:: Goal ::
Please rewrite the rows from the line with "the orchid leaf" through the end of the rows, request lines included, and shift every coordinate in the answers by adding 106 to each x and each y value.

:: Records to process ::

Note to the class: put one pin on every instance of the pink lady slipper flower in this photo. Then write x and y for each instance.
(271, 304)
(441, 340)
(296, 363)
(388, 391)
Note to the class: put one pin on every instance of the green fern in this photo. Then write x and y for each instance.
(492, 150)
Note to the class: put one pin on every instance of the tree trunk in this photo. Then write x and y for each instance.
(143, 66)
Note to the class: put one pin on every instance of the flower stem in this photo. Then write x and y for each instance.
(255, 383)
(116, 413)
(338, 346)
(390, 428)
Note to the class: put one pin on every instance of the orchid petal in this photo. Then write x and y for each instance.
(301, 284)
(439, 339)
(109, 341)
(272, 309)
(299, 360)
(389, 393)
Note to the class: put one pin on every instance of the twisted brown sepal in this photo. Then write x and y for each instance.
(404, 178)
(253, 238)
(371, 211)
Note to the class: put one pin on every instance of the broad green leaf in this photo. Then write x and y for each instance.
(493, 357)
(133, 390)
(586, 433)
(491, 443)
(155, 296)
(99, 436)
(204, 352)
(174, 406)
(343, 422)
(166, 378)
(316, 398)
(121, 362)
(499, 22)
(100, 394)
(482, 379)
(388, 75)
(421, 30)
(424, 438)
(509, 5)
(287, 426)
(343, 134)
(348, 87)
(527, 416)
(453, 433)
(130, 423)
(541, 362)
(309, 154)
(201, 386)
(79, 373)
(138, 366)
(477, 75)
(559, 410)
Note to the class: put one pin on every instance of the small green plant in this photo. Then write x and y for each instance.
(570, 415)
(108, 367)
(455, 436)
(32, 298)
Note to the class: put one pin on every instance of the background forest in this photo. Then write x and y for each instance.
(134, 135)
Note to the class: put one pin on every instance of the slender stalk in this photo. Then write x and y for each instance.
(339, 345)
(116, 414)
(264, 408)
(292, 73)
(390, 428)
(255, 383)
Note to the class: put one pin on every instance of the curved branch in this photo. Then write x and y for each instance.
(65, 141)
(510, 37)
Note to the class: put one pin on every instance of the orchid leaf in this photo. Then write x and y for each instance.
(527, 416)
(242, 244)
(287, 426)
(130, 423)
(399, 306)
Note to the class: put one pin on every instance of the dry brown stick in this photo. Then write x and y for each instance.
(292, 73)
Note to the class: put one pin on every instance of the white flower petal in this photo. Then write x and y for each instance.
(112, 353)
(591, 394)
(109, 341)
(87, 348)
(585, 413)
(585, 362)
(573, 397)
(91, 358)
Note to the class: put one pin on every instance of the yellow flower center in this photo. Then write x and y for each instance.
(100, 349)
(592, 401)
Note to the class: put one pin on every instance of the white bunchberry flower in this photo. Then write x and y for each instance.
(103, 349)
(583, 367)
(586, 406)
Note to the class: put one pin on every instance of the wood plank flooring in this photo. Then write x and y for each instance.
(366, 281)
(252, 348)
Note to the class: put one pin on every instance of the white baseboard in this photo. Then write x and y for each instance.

:: Output for this task ::
Note to the class: put one pin on every instance of the orchid leaf in this photo. Then write x and y for each instance.
(633, 522)
(348, 350)
(393, 532)
(236, 529)
(505, 412)
Note to the class: put one pin on every instance of the dry brown stick in this photo. Then write x and y for each instance.
(398, 179)
Note to the class: put one pin on every instance of the white flower petal in this photo. Then write x and y for each instance.
(218, 459)
(697, 500)
(215, 447)
(193, 454)
(691, 519)
(691, 468)
(679, 503)
(197, 464)
Note to the class: put one pin on every instance of the yellow flower center in this photo. Then write x and y for each instance.
(206, 455)
(698, 507)
Note to the class: put one pin on every instance of the white bunchberry flower in this photo. Then write x and y for each instance.
(209, 455)
(689, 473)
(692, 512)
Note to the class: put one pin on every instance of the wood plank flooring in this photo. Then write x and y for each instance.
(472, 387)
(358, 454)
Note to the class: put one pin on every instance of the white baseboard in this photo. Then write x and y for each instance.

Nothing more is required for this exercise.